[Excerpt from a dataset]
************
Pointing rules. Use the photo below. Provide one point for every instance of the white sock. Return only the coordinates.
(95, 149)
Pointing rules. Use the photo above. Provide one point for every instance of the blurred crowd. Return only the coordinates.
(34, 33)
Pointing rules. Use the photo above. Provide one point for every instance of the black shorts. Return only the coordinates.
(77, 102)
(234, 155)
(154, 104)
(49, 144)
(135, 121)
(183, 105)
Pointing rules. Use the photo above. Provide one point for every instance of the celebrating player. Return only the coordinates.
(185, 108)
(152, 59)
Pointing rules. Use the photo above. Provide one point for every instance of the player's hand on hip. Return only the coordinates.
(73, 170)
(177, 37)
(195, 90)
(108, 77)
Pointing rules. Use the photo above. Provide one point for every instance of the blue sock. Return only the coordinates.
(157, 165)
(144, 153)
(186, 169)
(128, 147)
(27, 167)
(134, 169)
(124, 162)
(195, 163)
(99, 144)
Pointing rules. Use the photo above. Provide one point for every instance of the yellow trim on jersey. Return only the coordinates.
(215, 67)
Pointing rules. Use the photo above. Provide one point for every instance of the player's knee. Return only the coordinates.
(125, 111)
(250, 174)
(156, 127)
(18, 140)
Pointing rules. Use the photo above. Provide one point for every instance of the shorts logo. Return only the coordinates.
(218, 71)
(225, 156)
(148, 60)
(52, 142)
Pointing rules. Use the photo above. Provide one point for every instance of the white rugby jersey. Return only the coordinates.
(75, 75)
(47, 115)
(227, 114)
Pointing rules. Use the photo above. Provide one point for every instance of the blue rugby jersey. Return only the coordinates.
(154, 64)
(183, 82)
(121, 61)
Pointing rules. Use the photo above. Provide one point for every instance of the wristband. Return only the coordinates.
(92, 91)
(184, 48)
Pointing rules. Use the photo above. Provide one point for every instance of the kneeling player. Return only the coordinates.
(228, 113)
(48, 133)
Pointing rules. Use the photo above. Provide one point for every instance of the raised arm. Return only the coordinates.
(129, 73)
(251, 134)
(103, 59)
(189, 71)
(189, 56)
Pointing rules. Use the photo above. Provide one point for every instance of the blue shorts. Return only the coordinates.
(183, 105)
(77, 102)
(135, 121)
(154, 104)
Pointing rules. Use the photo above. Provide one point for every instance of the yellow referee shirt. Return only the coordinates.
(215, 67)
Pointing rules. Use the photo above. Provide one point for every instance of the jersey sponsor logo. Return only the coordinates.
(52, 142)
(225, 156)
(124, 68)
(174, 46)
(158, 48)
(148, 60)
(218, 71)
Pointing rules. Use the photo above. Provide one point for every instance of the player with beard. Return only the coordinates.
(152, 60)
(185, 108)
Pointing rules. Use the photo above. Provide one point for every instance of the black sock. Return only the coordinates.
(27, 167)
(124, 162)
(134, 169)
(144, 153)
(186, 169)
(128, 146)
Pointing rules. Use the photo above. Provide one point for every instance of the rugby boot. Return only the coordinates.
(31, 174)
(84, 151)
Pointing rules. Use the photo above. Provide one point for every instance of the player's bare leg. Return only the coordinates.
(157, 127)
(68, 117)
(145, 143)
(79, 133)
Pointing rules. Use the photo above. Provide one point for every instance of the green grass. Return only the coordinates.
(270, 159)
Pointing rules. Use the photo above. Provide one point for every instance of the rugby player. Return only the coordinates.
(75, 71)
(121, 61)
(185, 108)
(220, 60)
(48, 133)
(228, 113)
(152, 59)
************
**Exercise objective:** Reproduce the complete set of lines precisely as supplied.

**Problem solution:**
Pointing rules. Use the photo below. Provide one point for every instance of the white sock. Return only the coordinates.
(95, 149)
Pointing rules. Use the photo above. Provide one point for every instance of the blurred crowd. Return only the coordinates.
(34, 33)
Pointing rules. Use the photo above. Provide one point for every instance of the black shorts. Return only the coordinates.
(77, 102)
(234, 155)
(154, 104)
(49, 144)
(135, 121)
(183, 105)
Pointing rules. Use the photo above. Provide one point for every instance of the celebrating player. Return only the coordinates.
(185, 108)
(152, 59)
Pointing rules. Use the photo above. Provide one point for every instance of the player's hand on hip. Return only the coordinates.
(73, 170)
(177, 37)
(195, 90)
(108, 77)
Pointing rules. Use the photo above. Provide one point for every instance of the blue sock. Return only the coordinates.
(157, 165)
(144, 153)
(186, 169)
(128, 147)
(27, 167)
(134, 169)
(124, 162)
(195, 163)
(99, 144)
Pointing rules. Use the photo above. Provide one point for every instance of the yellow trim on jersey. Return only the coordinates.
(215, 67)
Pointing rules. Use the photo above. Provide one point for every instance of the player's knee. Return only the coordinates.
(125, 111)
(250, 174)
(156, 127)
(18, 140)
Pointing rules. Use the photo above. Provide one point for every instance of the shorts logo. Return only the coordinates.
(218, 71)
(225, 156)
(148, 60)
(52, 142)
Pointing rules. Use the photo above. Provide one point for every instance of the white rugby jersey. Return only the coordinates.
(75, 75)
(47, 115)
(227, 114)
Pointing rules. Use the photo above. Provide one point for every instance of the blue rugby jersey. Return only the coordinates.
(154, 64)
(183, 82)
(121, 61)
Pointing rules. Use the photo above. Provide one point for every instance of the wristband. Return only the coordinates.
(92, 91)
(184, 48)
Pointing rules. Use the photo above. Provide one point for every instance of the kneeling player. Return only the coordinates.
(228, 113)
(48, 133)
Pointing rules. Use the photo above. Provide one point for every instance of the raised arm. Return only the coordinates.
(129, 73)
(251, 134)
(103, 59)
(189, 71)
(189, 56)
Pointing rules. Use the photo above. Provide one point for every instance of the blue shorts. Return only the coordinates.
(183, 105)
(77, 102)
(135, 121)
(154, 104)
Pointing rules. Use the photo above. Provide one point for every instance of the yellow referee shirt. Return only the coordinates.
(215, 67)
Pointing rules. Use the photo above. Provide one point for every instance of the jersey sponsor logo. Return only the coordinates.
(52, 142)
(225, 156)
(124, 68)
(174, 46)
(158, 48)
(148, 60)
(218, 71)
Pointing rules. Use the photo above. Provide one point for every instance of the player with beard. Return only the coordinates.
(152, 60)
(185, 108)
Pointing rules. Use the photo above. Provide one point for every instance of the black sock. Return only the coordinates.
(27, 167)
(124, 162)
(134, 169)
(144, 153)
(186, 169)
(128, 146)
Pointing rules. Use the photo above. Provide one point for every instance of the rugby boot. Return only the coordinates.
(31, 174)
(84, 151)
Pointing rules. Use the photo above. Provide one point for every instance of the player's bare leg. Return only the coordinates.
(157, 127)
(68, 117)
(145, 143)
(79, 133)
Pointing rules. Use the photo above. Provide one point for every instance of the green grass. Return only the coordinates.
(270, 159)
Pointing rules. Use the photo above. Provide one point for every instance of the rugby player. Return only the coordinates.
(75, 71)
(121, 61)
(185, 108)
(220, 60)
(48, 133)
(228, 113)
(152, 59)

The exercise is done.